═══ TEXT SHOWN

First, there was Maureen Dowd's pre-mortem elegy to George H.W."Poppy" Bush, which had the desired effect of plugging the new hagiography by Jon Meacham. The book has gleaned headlines because Poppy finally chastized W over Iraq at the same time he called Dick Cheney and Donald Rumsfeld a couple of "iron asses."  Dowd painted a picture of a principled elder statesman tortured in his dotage by the legacy of his idiot son. Riffing on Dylan Thomas, she mawkishly urged Poppy to "not to go gentle, man, into that good night."

Meanwhile, pouncing on a recent study on mortality rates, good Christian bitch Ross Douthat raged, raged against "The  Dying of the Whites" and blamed the usual cultural breakdown and lack of religious faith for the epidemic of suicides and drug abuse among poorer white people. If only whites could learn to be as accepting of their reduced circumstances as blacks and Latinos are to their chronic marginalization, he said, maybe then they'd give life a chance.

And not to be outdone, Paul Krugman yawned, yawned against the dying of the whites as he boringly blamed, blamed the Republicans rather than globalization and political corruption and the oligarchy for the epidemic of suicides among struggling middle-aged white people. He said there might be something to Douthat's cultural breakdown theory after all, while proclaiming that the jury is still out as to whether income inequality and the greed of the plutocracy has anything to do with poor people dropping like flies for no strikingly apparent reason that he can fathom. So it must be the fault of those nasty replicons. And Krugman, acknowledging that Obamacare and a slight raise in the minimum wage might "not be enough to cure existential despair," does not offer any solutions of his own, or God forbid, give a shout-out to Bernie Sanders' social welfare agenda.

I responded to each of these lovely people. First, to Dowd:

I think I'll give Meacham's bio a pass. That the publisher's blurb brags that he was granted unique access to all Poppy's and Bar's diaries as well as to their august doddering selves should be your first clue to run for the hills. Your second clue is that Poppy is openly shilling for what smells like a shameless hagiography*.

══════
═══ EXCERPTED DATA

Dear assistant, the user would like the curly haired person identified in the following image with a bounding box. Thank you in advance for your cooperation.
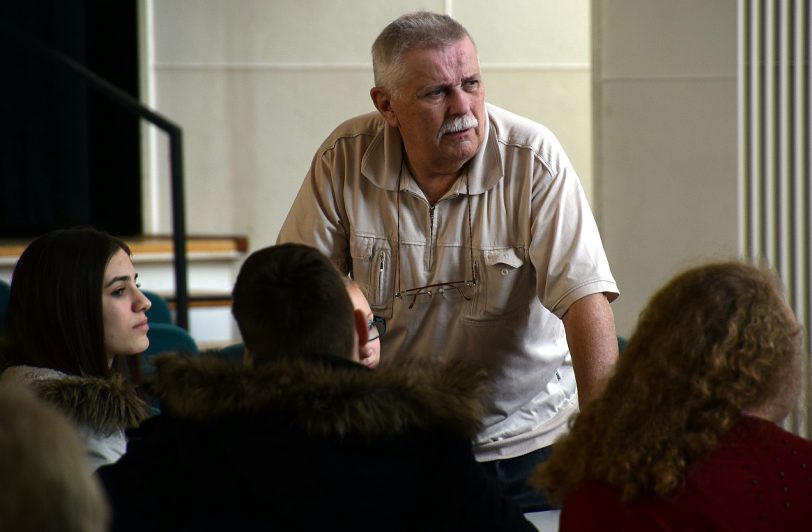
[533,262,812,532]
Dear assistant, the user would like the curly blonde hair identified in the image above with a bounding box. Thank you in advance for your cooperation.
[531,261,801,503]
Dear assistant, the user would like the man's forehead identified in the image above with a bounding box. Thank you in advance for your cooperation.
[402,41,479,82]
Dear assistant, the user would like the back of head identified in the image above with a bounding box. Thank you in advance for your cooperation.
[372,11,473,91]
[0,385,108,532]
[6,228,130,377]
[232,244,355,360]
[536,262,801,500]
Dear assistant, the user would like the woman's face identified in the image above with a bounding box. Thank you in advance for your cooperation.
[347,284,381,368]
[102,249,151,364]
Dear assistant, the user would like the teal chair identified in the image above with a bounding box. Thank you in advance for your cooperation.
[141,290,175,325]
[139,323,200,377]
[0,279,11,337]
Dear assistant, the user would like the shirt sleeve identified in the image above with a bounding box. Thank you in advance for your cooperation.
[530,164,618,318]
[276,149,350,273]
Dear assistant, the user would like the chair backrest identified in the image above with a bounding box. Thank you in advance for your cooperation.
[0,279,11,336]
[141,290,175,324]
[140,323,199,376]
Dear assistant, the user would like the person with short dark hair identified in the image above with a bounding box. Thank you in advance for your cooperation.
[534,262,812,532]
[99,244,534,531]
[0,227,150,469]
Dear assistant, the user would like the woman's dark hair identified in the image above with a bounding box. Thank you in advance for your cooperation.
[6,227,130,377]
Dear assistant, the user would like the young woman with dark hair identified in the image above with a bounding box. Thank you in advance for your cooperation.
[2,228,150,469]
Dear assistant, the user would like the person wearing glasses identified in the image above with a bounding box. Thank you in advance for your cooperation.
[99,244,534,532]
[277,11,618,510]
[345,279,386,369]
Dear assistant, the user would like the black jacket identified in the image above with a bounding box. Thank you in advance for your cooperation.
[99,357,535,531]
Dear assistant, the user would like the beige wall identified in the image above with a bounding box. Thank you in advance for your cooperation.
[592,0,739,335]
[141,0,592,258]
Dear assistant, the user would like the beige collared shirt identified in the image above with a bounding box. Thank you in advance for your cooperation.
[278,104,618,461]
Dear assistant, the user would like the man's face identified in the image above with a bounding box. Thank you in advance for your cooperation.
[373,37,485,179]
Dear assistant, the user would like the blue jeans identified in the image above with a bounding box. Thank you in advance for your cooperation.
[479,445,554,513]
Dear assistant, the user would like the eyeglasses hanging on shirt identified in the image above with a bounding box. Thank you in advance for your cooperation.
[395,166,479,308]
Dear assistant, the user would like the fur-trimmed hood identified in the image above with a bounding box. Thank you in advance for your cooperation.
[2,366,149,435]
[149,355,485,438]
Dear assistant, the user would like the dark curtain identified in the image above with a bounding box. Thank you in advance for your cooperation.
[0,0,141,237]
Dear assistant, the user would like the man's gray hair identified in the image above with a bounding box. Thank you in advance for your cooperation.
[372,11,474,92]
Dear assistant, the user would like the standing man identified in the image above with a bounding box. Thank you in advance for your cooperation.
[278,12,618,511]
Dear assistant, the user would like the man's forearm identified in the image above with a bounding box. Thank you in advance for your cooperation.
[564,293,618,408]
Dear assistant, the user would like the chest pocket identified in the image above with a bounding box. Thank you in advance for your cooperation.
[350,235,395,319]
[469,248,536,321]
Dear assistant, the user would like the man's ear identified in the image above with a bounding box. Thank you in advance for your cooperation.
[369,87,398,127]
[242,347,254,368]
[352,309,369,347]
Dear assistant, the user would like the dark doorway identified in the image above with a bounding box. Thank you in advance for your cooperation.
[0,0,142,237]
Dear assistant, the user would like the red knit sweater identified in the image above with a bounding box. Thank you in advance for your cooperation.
[559,417,812,532]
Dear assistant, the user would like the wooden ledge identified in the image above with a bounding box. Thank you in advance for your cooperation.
[0,235,248,261]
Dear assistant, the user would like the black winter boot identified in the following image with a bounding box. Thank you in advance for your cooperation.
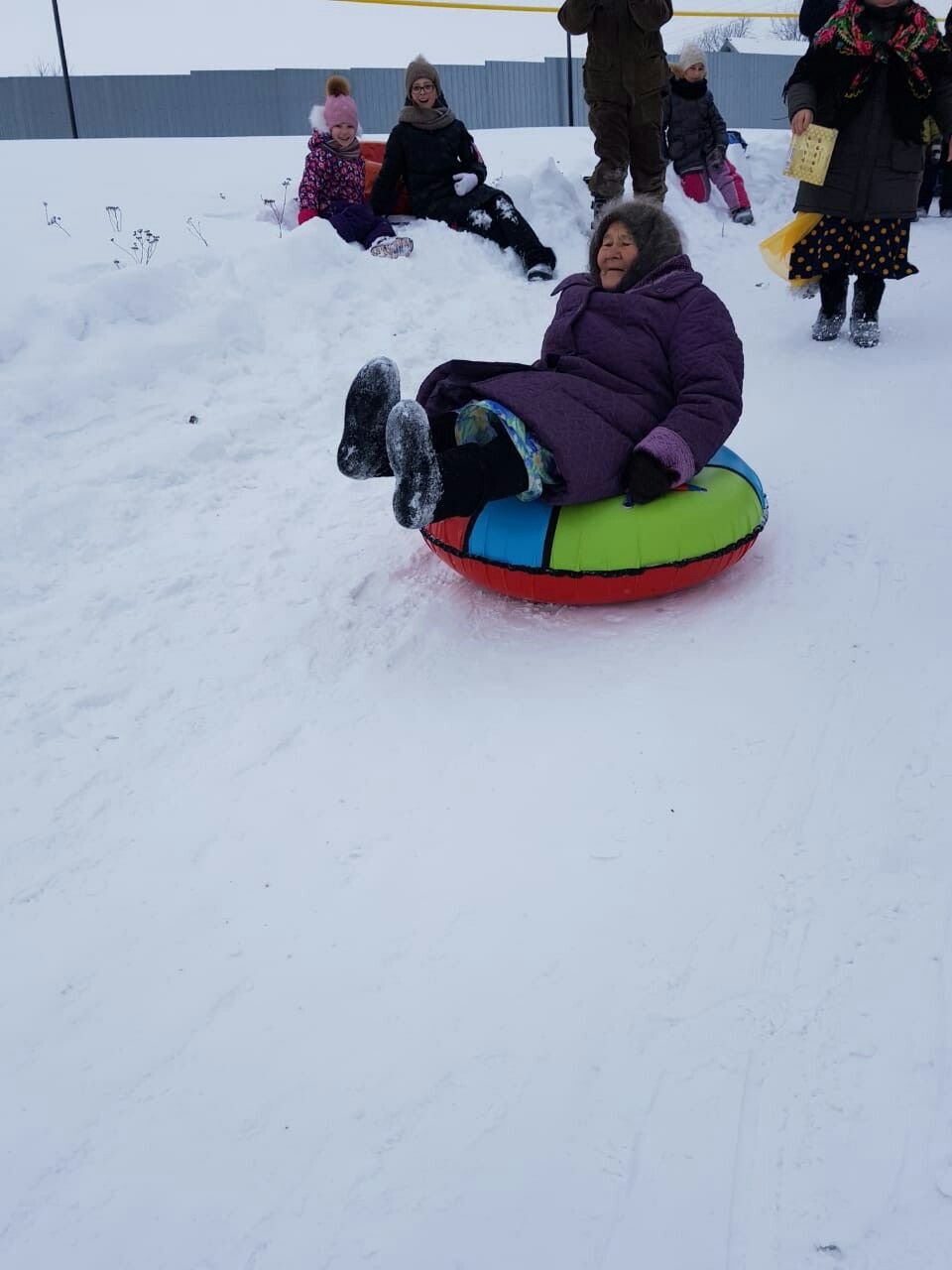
[337,357,400,480]
[387,401,530,530]
[849,273,886,348]
[812,272,849,344]
[432,436,530,521]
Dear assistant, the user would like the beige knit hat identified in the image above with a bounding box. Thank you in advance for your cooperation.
[678,40,707,71]
[404,54,443,98]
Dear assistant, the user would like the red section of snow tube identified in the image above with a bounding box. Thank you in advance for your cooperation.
[361,141,413,216]
[424,538,754,604]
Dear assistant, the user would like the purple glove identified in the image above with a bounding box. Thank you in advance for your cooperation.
[453,172,480,198]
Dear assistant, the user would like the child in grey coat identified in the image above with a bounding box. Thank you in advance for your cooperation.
[663,44,754,225]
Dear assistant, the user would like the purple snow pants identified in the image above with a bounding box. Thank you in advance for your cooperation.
[327,202,396,250]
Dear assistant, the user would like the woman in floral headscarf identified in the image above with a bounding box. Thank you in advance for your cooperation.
[784,0,952,348]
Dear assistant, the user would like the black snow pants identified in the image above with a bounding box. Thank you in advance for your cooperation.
[456,190,556,269]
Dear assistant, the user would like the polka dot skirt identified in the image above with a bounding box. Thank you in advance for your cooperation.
[789,216,919,278]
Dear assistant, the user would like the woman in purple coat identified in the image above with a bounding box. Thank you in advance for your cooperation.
[337,198,744,528]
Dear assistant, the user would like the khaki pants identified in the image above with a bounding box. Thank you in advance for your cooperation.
[586,91,665,199]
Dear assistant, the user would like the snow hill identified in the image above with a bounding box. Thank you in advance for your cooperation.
[0,130,952,1270]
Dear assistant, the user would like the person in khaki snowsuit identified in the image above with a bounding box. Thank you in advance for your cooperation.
[558,0,671,214]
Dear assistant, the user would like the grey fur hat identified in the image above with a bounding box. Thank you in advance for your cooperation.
[589,196,684,291]
[404,54,443,100]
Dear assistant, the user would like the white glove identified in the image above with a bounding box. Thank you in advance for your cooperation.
[453,172,480,198]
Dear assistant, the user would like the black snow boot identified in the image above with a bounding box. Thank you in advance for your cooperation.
[387,401,530,530]
[432,436,530,521]
[812,272,849,344]
[337,357,400,480]
[849,273,886,348]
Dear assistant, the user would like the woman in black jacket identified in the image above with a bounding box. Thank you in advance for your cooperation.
[371,56,556,282]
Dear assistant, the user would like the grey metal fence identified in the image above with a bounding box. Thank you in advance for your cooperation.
[0,54,796,140]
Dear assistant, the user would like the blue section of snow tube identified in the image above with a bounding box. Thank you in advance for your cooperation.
[707,445,767,507]
[466,498,552,569]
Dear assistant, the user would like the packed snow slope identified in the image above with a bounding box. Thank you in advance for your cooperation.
[0,130,952,1270]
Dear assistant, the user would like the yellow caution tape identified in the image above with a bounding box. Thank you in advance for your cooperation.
[334,0,796,19]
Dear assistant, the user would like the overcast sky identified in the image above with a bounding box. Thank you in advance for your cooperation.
[0,0,946,75]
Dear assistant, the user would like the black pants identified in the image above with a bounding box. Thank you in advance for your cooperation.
[457,190,556,269]
[820,269,886,318]
[585,91,665,199]
[919,137,952,212]
[430,412,530,521]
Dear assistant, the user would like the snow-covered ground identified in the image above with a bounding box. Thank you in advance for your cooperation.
[0,130,952,1270]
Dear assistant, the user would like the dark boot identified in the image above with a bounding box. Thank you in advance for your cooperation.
[812,272,849,343]
[387,401,449,530]
[849,273,886,348]
[432,436,530,521]
[337,357,400,480]
[387,401,530,530]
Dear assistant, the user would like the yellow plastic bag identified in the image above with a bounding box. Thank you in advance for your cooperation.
[783,123,837,186]
[761,212,821,287]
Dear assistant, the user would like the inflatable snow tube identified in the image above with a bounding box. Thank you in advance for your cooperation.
[421,445,767,604]
[361,141,413,216]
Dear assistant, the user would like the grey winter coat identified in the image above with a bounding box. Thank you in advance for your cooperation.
[662,76,727,177]
[558,0,671,101]
[416,255,744,504]
[787,71,952,221]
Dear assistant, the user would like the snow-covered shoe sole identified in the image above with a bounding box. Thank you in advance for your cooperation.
[812,306,847,344]
[849,318,880,348]
[371,237,414,260]
[387,401,443,530]
[337,357,400,480]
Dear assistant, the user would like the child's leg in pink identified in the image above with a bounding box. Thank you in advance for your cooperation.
[680,172,711,203]
[708,159,750,212]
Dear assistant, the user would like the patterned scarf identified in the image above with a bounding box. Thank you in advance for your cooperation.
[784,0,952,140]
[321,132,361,160]
[398,91,456,132]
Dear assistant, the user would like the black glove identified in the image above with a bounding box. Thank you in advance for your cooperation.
[625,449,678,503]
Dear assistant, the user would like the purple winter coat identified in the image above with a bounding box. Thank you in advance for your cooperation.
[416,255,744,503]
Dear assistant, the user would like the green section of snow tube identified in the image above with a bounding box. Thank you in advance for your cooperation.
[548,467,765,572]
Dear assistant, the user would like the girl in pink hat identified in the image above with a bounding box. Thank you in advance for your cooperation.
[298,75,414,257]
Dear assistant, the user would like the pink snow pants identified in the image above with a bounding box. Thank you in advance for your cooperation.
[680,159,750,212]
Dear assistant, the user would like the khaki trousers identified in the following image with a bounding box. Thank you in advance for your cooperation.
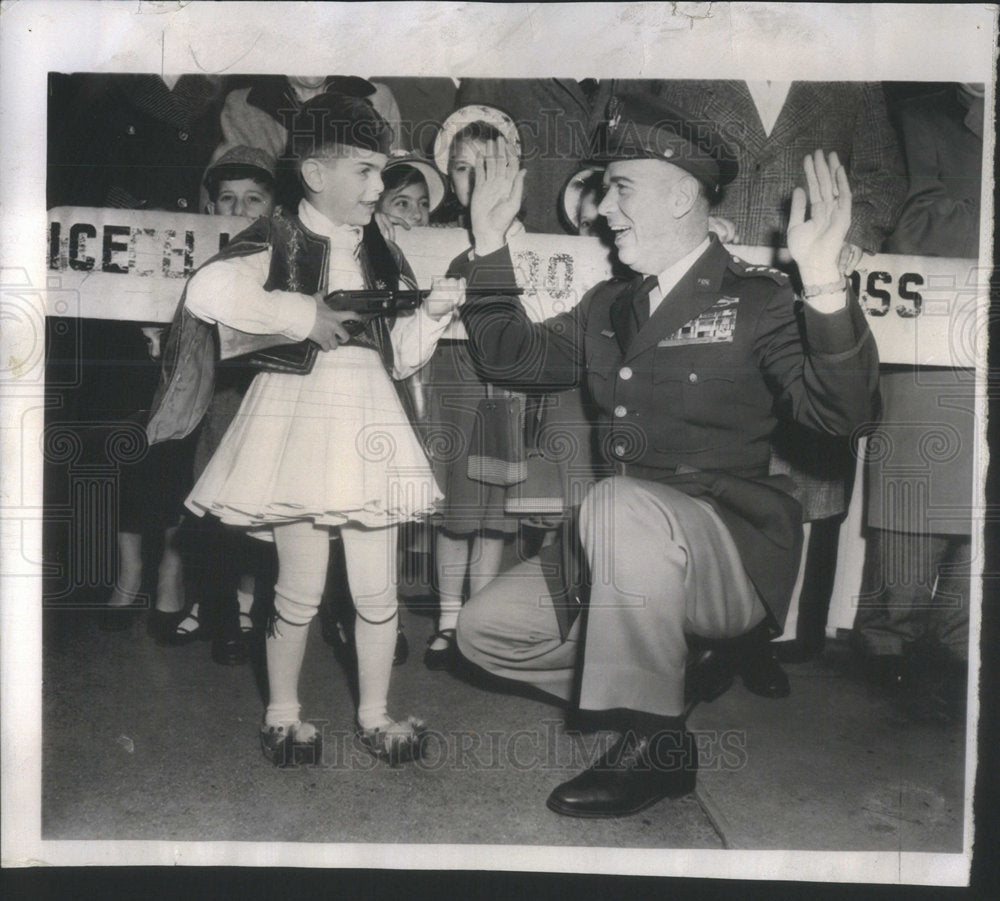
[458,476,765,716]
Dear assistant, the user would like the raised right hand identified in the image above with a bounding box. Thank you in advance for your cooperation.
[469,137,524,256]
[308,291,358,350]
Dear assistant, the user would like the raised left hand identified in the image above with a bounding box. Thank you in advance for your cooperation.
[837,241,864,275]
[469,137,525,256]
[788,150,851,285]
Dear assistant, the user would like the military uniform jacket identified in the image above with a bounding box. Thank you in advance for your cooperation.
[146,204,416,444]
[462,237,878,631]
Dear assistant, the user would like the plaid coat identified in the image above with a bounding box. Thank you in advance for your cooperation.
[654,81,906,252]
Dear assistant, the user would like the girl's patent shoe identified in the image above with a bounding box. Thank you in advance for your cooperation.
[260,722,323,767]
[357,716,427,767]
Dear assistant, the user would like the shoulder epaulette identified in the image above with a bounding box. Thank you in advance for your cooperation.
[729,257,789,285]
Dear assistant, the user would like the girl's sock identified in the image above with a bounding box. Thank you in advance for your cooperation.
[264,618,309,726]
[354,616,397,729]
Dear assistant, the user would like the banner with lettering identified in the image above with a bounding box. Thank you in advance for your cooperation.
[46,207,988,368]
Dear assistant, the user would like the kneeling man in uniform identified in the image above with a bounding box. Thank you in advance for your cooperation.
[458,95,878,817]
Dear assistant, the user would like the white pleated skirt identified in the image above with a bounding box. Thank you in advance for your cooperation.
[186,347,443,538]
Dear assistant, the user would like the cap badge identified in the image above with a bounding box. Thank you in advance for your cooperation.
[608,97,622,131]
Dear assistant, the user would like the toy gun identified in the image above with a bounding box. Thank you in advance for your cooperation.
[218,288,523,375]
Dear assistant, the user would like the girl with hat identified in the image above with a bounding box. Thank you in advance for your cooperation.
[414,106,524,670]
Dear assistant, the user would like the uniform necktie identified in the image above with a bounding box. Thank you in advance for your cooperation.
[632,275,659,328]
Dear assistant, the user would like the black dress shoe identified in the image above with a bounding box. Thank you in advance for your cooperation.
[774,637,824,663]
[212,638,247,666]
[737,644,792,698]
[684,650,733,706]
[146,609,189,648]
[546,731,698,818]
[424,629,461,672]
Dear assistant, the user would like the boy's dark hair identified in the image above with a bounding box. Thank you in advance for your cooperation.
[205,165,277,203]
[448,119,503,157]
[277,91,393,209]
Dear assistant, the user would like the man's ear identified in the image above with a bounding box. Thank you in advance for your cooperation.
[299,159,324,194]
[673,175,701,219]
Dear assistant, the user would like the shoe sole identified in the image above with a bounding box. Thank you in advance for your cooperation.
[545,785,695,820]
[261,735,323,770]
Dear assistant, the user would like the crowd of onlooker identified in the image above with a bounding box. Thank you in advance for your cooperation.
[47,74,983,712]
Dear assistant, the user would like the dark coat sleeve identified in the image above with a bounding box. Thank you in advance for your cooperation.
[889,98,981,257]
[847,84,906,253]
[753,285,878,436]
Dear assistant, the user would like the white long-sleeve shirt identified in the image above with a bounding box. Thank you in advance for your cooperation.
[185,200,454,379]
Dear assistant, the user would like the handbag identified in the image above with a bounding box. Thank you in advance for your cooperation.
[504,395,566,527]
[467,382,528,487]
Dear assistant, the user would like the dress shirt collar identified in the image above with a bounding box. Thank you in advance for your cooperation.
[746,81,792,136]
[299,198,361,252]
[649,235,711,316]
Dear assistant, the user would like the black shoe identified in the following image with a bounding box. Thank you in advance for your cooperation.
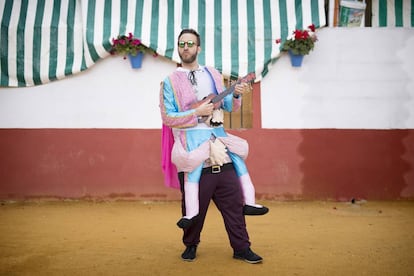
[243,205,269,216]
[181,245,197,262]
[233,247,263,264]
[177,215,198,229]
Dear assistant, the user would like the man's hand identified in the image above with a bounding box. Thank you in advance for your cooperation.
[210,139,227,166]
[195,102,214,116]
[233,82,251,97]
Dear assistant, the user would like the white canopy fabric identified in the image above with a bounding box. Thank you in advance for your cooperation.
[0,0,326,87]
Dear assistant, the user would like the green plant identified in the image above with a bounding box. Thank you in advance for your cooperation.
[110,33,158,59]
[276,24,318,55]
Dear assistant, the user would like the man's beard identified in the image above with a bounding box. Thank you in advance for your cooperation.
[179,53,197,63]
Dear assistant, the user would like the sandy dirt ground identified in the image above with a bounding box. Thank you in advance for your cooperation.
[0,200,414,276]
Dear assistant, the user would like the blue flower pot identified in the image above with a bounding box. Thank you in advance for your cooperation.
[289,51,303,67]
[128,52,144,69]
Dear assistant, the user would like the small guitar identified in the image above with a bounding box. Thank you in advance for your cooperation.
[191,73,256,122]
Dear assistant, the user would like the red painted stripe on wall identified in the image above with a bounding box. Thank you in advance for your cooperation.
[0,129,414,200]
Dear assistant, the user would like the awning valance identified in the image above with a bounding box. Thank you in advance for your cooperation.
[0,0,326,87]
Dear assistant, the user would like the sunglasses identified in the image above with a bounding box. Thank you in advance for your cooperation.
[178,40,196,48]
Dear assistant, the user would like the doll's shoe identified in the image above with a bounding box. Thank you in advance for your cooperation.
[243,205,269,216]
[177,215,198,229]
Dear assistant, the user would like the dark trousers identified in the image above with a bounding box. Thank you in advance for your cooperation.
[179,164,250,251]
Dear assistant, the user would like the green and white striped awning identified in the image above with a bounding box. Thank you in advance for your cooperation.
[371,0,414,27]
[0,0,325,87]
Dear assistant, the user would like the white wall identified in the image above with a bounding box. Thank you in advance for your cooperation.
[262,28,414,129]
[0,28,414,129]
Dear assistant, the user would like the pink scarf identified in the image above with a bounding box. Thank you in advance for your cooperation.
[161,124,180,189]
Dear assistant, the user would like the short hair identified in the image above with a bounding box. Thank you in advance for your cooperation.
[177,29,201,46]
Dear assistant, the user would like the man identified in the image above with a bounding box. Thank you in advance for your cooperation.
[160,29,262,263]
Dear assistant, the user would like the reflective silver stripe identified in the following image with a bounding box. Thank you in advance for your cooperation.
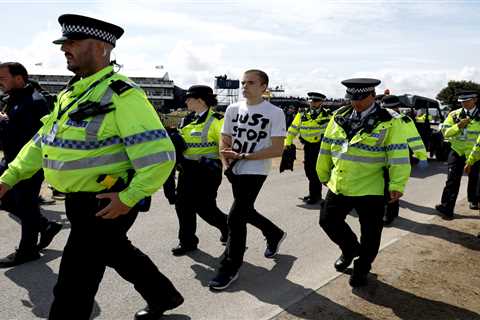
[132,151,175,169]
[331,152,385,163]
[301,132,322,137]
[410,146,425,151]
[43,151,128,170]
[186,142,218,149]
[42,136,122,150]
[85,114,106,141]
[183,153,218,160]
[202,116,214,143]
[300,126,322,130]
[388,158,410,164]
[85,86,113,141]
[407,136,422,142]
[32,133,42,147]
[375,129,387,146]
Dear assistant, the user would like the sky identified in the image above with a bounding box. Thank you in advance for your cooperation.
[0,0,480,98]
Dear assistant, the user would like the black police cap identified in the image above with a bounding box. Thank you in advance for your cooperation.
[342,78,381,100]
[455,90,478,102]
[382,95,402,108]
[53,14,124,47]
[307,92,326,100]
[186,85,215,98]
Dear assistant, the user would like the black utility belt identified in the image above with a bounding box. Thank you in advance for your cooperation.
[65,190,152,212]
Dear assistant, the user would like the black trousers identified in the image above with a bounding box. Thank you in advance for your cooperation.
[320,191,385,273]
[442,150,480,213]
[303,142,322,199]
[220,174,283,272]
[49,193,180,320]
[383,168,400,218]
[175,160,228,246]
[2,170,48,252]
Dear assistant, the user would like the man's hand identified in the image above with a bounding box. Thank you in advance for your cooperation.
[0,182,12,199]
[95,192,131,219]
[457,118,471,129]
[220,148,240,164]
[388,191,403,203]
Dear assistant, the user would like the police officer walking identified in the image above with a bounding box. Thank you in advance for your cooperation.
[381,95,428,226]
[435,90,480,219]
[172,85,228,256]
[0,14,183,320]
[317,78,410,287]
[0,62,62,268]
[285,92,331,204]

══════

YOUR TASKS ▸
A. Decide whether each statement agrees with the opinion piece about Dowd, Douthat and Krugman, answering yes or no and quoting the words from it that settle the matter: (i) Krugman puts forward solutions of his own. (ii) Meacham's book drew headlines because Poppy criticized W over Iraq. (iii) The writer intends to read Meacham's biography.
B. Please carry on the opinion piece about Dowd, Douthat and Krugman, beginning after its last sentence.
The entries have nothing to do with the opinion piece about Dowd, Douthat and Krugman.

RESULTS FOR THE EXERCISE ▸
A.
(i) No: "does not offer any solutions of his own"
(ii) Yes: "The book has gleaned headlines because Poppy finally chastized W over Iraq"
(iii) No: "I think I'll give Meacham's bio a pass."

B.
The fact is that a corrupt scion like W can only grow out of a corrupt family tree. An oil-rich Skull and Bones river oozes right through the thought-free realm that shelters this whole misbegotten dynasty.

Unmentioned in the cheap Freudian analyses about obscenely rich fathers and sons is the fact that Poppy himself never could have clawed his way to the top without the help of the Ford administration's Cheney, Rumsfeld and Wolfowitz. Although Poppy followed the grand Bush family tradition of being woefully underqualified, they orchestrated his appointment to head the CIA as a cynical means of pushing back against the Church Committee. Once there, Poppy accomplished such feats as destroying all the records of the CIA's hideous mind control experiments. He helped the Neocon cabal give birth to their whole criminal enterprise 40 years ago. They enriched the military-industrial complex by falsely hyping Soviet threats, just as they would later falsely hype the Iraq threat.

They always were asses, iron or otherwise.

Intelligence failure is built right into the Bush DNA.

They deserve neither biographies nor therapy. They deserve indictments.


*********

Now, my retort to Ross Douthat: 

It's the class war, stupid.

Ross blithely supposes that since black death rates haven't been increasing as sharply as those for poor whites, the suicide epidemic must be a cultural, religious thing as well as an economic thing. The fact is that black mortality still surpasses white mortality. It's just that in this age of record wealth inequality, whites are finally gaining parity in the race to the misery mountaintop. Or, to be more accurate, the plummet to the depths of a hell created just for us by a de facto pathocracy.

Douthat's suggestion that blacks and Latinos have developed some sort of "resiliency" to oppression that should be emulated by whites smacks of both classism and racism. In other words, his prescription is to just get used to the new feudal order, and pray a lot. Indulge in the opiate of the masses instead of Oxycontin, and all will be well in your pathetic little worlds.

Here's my prescription: instead of voting against their own economic interests and keeping the Republican Simon Legrees in power, desperate white people should join in solidarity with their brown and black brothers and sisters and fight back against the oppression and inequality.

Thanks to the presidential campaign of Bernie Sanders. the idea of democratic socialism is starting to sound mighty appealing to the dispossessed of all races, colors and creeds.


Let's follow his advice and automatically register all people to vote on their 18th birthdays. Let the revolution begin.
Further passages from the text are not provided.